**ACTIVITY:** Set down, please, exactly the lines below that run from the line with "Trace every instance of the pointed" to the line with "Query: pointed roof", both lines included.

[EXTRACTED ENTRIES — start]

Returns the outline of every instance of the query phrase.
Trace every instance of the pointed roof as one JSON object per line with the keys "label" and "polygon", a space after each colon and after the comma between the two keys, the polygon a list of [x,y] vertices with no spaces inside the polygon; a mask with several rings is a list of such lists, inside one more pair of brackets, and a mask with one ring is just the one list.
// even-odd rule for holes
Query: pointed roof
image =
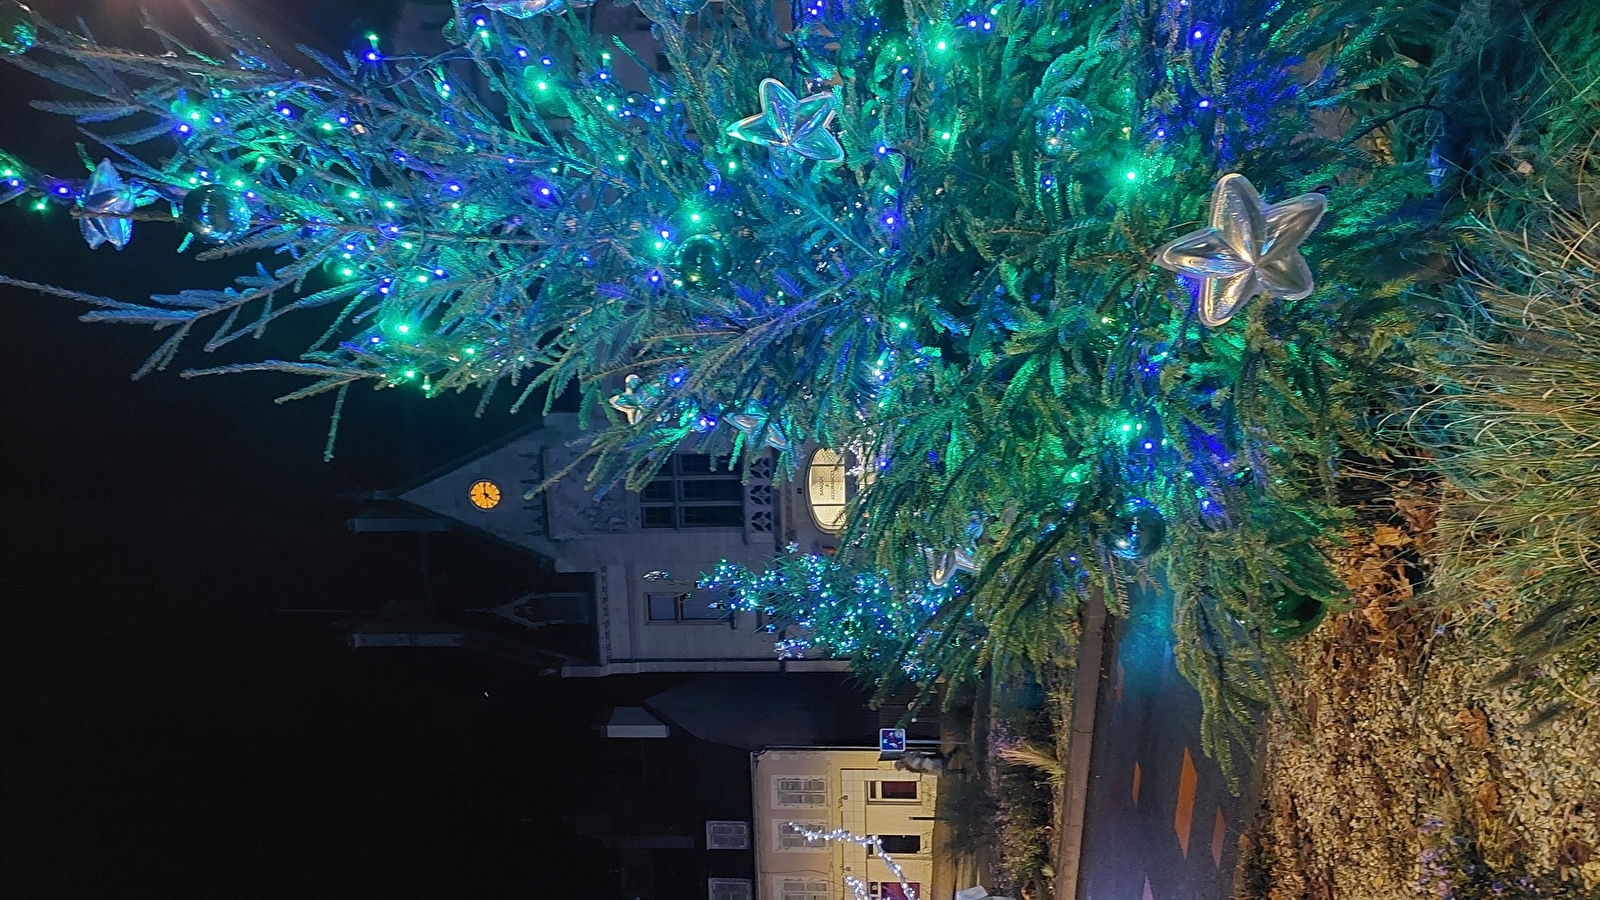
{"label": "pointed roof", "polygon": [[[386,491],[384,496],[553,560],[545,498],[523,499],[524,493],[544,481],[544,448],[552,436],[541,419]],[[480,482],[488,482],[492,488],[480,491],[475,502],[473,487]]]}

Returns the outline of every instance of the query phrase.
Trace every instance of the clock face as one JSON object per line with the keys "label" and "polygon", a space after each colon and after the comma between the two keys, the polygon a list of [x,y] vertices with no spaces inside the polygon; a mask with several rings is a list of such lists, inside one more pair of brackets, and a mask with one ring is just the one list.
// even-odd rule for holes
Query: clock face
{"label": "clock face", "polygon": [[489,480],[479,481],[467,491],[472,505],[479,509],[494,509],[500,505],[500,485]]}

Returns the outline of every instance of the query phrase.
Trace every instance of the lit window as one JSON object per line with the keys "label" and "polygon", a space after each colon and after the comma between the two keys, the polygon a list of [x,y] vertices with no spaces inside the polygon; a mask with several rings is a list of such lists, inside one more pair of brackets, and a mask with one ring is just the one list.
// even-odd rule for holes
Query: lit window
{"label": "lit window", "polygon": [[869,781],[867,782],[868,800],[915,800],[917,799],[917,783],[915,781]]}

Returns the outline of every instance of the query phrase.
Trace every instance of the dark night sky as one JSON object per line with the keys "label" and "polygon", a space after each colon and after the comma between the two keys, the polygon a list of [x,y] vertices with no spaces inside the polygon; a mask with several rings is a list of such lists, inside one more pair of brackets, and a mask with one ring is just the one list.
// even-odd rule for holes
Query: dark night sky
{"label": "dark night sky", "polygon": [[[33,5],[108,42],[135,15]],[[256,6],[341,41],[384,14]],[[74,171],[70,123],[25,105],[54,89],[0,69],[0,146]],[[177,257],[177,239],[141,224],[122,253],[90,252],[63,212],[0,207],[0,272],[127,298],[225,283],[228,264]],[[132,382],[159,337],[81,311],[0,289],[0,896],[590,893],[598,845],[559,813],[584,800],[591,711],[637,688],[357,652],[325,619],[273,612],[416,596],[415,539],[348,533],[337,492],[395,486],[520,422],[363,390],[324,464],[328,404],[271,402],[292,379]],[[292,355],[306,330],[236,358]],[[191,347],[175,369],[211,361]]]}

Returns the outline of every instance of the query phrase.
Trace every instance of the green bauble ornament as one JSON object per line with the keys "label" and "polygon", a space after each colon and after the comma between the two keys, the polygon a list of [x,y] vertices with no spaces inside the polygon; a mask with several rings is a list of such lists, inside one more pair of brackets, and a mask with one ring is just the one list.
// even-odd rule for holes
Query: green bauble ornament
{"label": "green bauble ornament", "polygon": [[250,228],[250,207],[225,187],[203,184],[183,198],[183,225],[202,241],[222,244]]}
{"label": "green bauble ornament", "polygon": [[1054,97],[1039,110],[1034,133],[1045,156],[1060,156],[1083,146],[1089,137],[1089,107],[1072,97]]}
{"label": "green bauble ornament", "polygon": [[710,0],[663,0],[663,2],[666,3],[667,9],[680,16],[692,16],[705,9]]}
{"label": "green bauble ornament", "polygon": [[709,234],[697,234],[678,245],[673,258],[678,278],[684,285],[702,291],[714,291],[722,286],[728,269],[733,265],[733,255],[722,241]]}
{"label": "green bauble ornament", "polygon": [[20,3],[0,2],[0,53],[17,56],[33,49],[39,32],[33,27],[33,10]]}
{"label": "green bauble ornament", "polygon": [[1321,600],[1304,594],[1284,594],[1272,602],[1272,625],[1267,630],[1280,641],[1290,641],[1312,632],[1328,614]]}
{"label": "green bauble ornament", "polygon": [[1124,500],[1111,511],[1106,545],[1123,559],[1148,559],[1167,538],[1167,520],[1149,500]]}

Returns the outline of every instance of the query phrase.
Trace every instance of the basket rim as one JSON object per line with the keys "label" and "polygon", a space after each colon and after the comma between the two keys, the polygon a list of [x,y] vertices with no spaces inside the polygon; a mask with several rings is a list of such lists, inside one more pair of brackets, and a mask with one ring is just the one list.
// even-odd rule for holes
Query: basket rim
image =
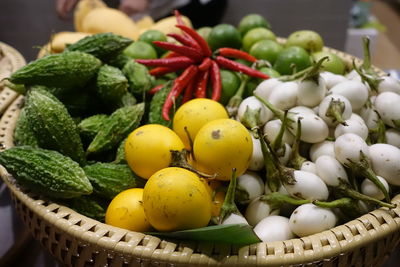
{"label": "basket rim", "polygon": [[[324,48],[340,57],[354,58],[344,52]],[[12,136],[24,96],[18,96],[0,119],[0,150],[13,146]],[[376,242],[400,230],[400,194],[392,199],[398,206],[380,208],[330,230],[285,241],[261,242],[236,247],[228,244],[201,244],[160,239],[101,223],[76,211],[40,198],[19,186],[0,165],[0,175],[19,201],[76,242],[94,246],[107,254],[120,255],[150,262],[189,263],[193,265],[293,265],[330,260],[339,255]]]}

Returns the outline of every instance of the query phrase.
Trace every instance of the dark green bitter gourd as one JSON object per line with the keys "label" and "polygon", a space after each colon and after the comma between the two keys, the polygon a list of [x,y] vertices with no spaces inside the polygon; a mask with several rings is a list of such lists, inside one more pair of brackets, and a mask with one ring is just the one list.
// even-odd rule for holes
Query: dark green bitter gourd
{"label": "dark green bitter gourd", "polygon": [[93,78],[101,61],[82,52],[49,55],[30,62],[14,72],[14,84],[45,85],[49,87],[82,87]]}
{"label": "dark green bitter gourd", "polygon": [[138,186],[139,179],[126,164],[97,162],[86,165],[83,170],[93,191],[102,197],[112,199],[120,192]]}
{"label": "dark green bitter gourd", "polygon": [[80,51],[91,54],[102,61],[115,58],[133,41],[114,33],[98,33],[87,36],[67,47],[67,51]]}
{"label": "dark green bitter gourd", "polygon": [[57,151],[12,147],[0,153],[0,164],[18,182],[48,197],[73,198],[93,191],[79,164]]}
{"label": "dark green bitter gourd", "polygon": [[65,106],[43,89],[30,90],[26,116],[41,148],[56,150],[83,165],[85,152],[78,128]]}
{"label": "dark green bitter gourd", "polygon": [[25,108],[22,108],[14,130],[14,144],[17,146],[39,147],[35,133],[26,116]]}
{"label": "dark green bitter gourd", "polygon": [[114,111],[90,143],[86,154],[96,154],[117,147],[130,132],[139,126],[143,113],[144,103],[122,107]]}
{"label": "dark green bitter gourd", "polygon": [[79,134],[88,140],[93,140],[96,134],[101,130],[108,115],[96,114],[83,119],[78,124]]}

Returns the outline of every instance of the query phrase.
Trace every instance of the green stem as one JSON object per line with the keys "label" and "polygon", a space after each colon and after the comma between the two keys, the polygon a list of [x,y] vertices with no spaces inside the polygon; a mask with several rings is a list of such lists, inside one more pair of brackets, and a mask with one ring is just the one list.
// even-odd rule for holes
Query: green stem
{"label": "green stem", "polygon": [[361,174],[362,176],[373,182],[385,195],[386,202],[390,203],[389,192],[386,190],[386,187],[382,184],[378,177],[376,177],[376,174],[371,169],[368,158],[364,155],[362,151],[360,151],[360,161],[351,162],[350,167],[354,169],[357,173]]}
{"label": "green stem", "polygon": [[394,128],[400,130],[400,120],[393,120]]}
{"label": "green stem", "polygon": [[303,204],[311,203],[308,199],[298,199],[279,192],[273,192],[268,195],[262,195],[260,197],[261,201],[265,201],[272,209],[280,209],[283,204],[291,204],[295,206],[300,206]]}
{"label": "green stem", "polygon": [[234,117],[237,114],[237,110],[239,108],[240,103],[243,100],[243,93],[246,88],[247,82],[249,81],[250,77],[247,75],[243,75],[241,79],[241,83],[239,89],[236,91],[235,95],[233,95],[226,106],[228,110],[229,117]]}
{"label": "green stem", "polygon": [[345,109],[344,102],[340,101],[340,99],[335,100],[332,98],[331,101],[329,102],[329,107],[325,113],[325,116],[332,118],[334,122],[337,121],[346,126],[346,122],[342,116],[344,109]]}
{"label": "green stem", "polygon": [[297,130],[295,142],[292,146],[292,153],[289,159],[289,166],[293,167],[296,170],[300,170],[301,165],[307,161],[306,158],[300,156],[300,138],[301,138],[301,120],[297,119]]}
{"label": "green stem", "polygon": [[319,73],[321,70],[322,63],[327,59],[329,59],[328,56],[323,57],[320,60],[318,60],[318,62],[312,66],[311,70],[306,73],[306,75],[304,76],[304,78],[302,80],[303,81],[311,80],[311,81],[314,81],[316,84],[318,84],[319,83]]}
{"label": "green stem", "polygon": [[258,129],[260,128],[260,113],[261,108],[254,110],[247,106],[246,111],[243,114],[243,118],[240,121],[245,127],[252,131],[255,138],[258,138]]}
{"label": "green stem", "polygon": [[318,206],[321,208],[326,208],[326,209],[343,208],[343,207],[350,208],[351,206],[354,205],[354,200],[351,198],[348,198],[348,197],[344,197],[344,198],[335,199],[335,200],[329,201],[329,202],[314,200],[312,203],[315,206]]}
{"label": "green stem", "polygon": [[240,214],[239,209],[235,204],[235,192],[237,186],[236,169],[232,169],[232,177],[229,182],[228,190],[226,191],[224,203],[221,206],[221,212],[219,216],[219,224],[221,224],[229,215],[232,213]]}
{"label": "green stem", "polygon": [[376,198],[361,194],[360,192],[358,192],[358,191],[356,191],[354,189],[351,189],[348,186],[339,185],[339,189],[341,191],[343,191],[344,194],[346,194],[347,196],[349,196],[349,197],[351,197],[353,199],[358,199],[358,200],[363,200],[363,201],[366,201],[366,202],[371,202],[371,203],[377,204],[377,205],[379,205],[381,207],[386,207],[386,208],[389,208],[389,209],[396,208],[396,204],[386,203],[386,202],[380,201],[380,200],[378,200]]}
{"label": "green stem", "polygon": [[[285,133],[286,126],[288,123],[287,114],[288,111],[285,111],[285,115],[283,116],[282,125],[281,128],[279,129],[278,135],[276,136],[275,140],[271,143],[271,147],[275,152],[282,147],[283,134]],[[283,145],[283,147],[285,146]]]}
{"label": "green stem", "polygon": [[271,152],[268,149],[267,143],[263,137],[261,129],[258,129],[258,136],[261,144],[261,151],[264,157],[264,166],[266,170],[266,181],[271,192],[277,192],[280,187],[279,170],[274,163]]}
{"label": "green stem", "polygon": [[364,51],[364,62],[362,64],[362,67],[364,70],[370,70],[371,69],[371,53],[369,50],[369,37],[368,36],[363,36],[363,51]]}
{"label": "green stem", "polygon": [[313,66],[310,66],[308,68],[305,68],[304,70],[301,70],[299,72],[296,72],[295,74],[292,75],[284,75],[279,77],[278,79],[282,82],[290,82],[290,81],[294,81],[297,79],[300,79],[301,77],[303,77],[307,72],[309,72],[311,69],[313,68]]}
{"label": "green stem", "polygon": [[283,110],[280,110],[278,108],[276,108],[274,105],[272,105],[270,102],[268,102],[267,100],[264,100],[263,98],[259,97],[258,95],[254,95],[261,103],[263,103],[269,110],[271,110],[272,113],[274,113],[274,115],[276,117],[278,117],[278,119],[280,119],[281,121],[283,121],[284,117],[285,117],[285,112]]}
{"label": "green stem", "polygon": [[180,168],[189,170],[191,172],[194,172],[201,177],[210,178],[210,179],[215,178],[215,175],[210,175],[210,174],[200,172],[187,162],[186,159],[189,154],[188,150],[186,150],[186,149],[182,149],[181,151],[170,150],[170,152],[171,152],[171,164],[169,165],[170,167],[180,167]]}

[EXTRACTED ENTRIES — finish]

**RESULT FOR THIS TASK:**
Trace every instance of the pointed roof as one JSON object per line with the keys "label" and "polygon", a space after each colon and after the comma between the two keys, the polygon a list of [x,y] vertices with no spaces inside the polygon; a mask with several rings is a list of such lists, inside one more pair of brackets, and a mask with one ring is just the one list.
// even-odd rule for holes
Query: pointed roof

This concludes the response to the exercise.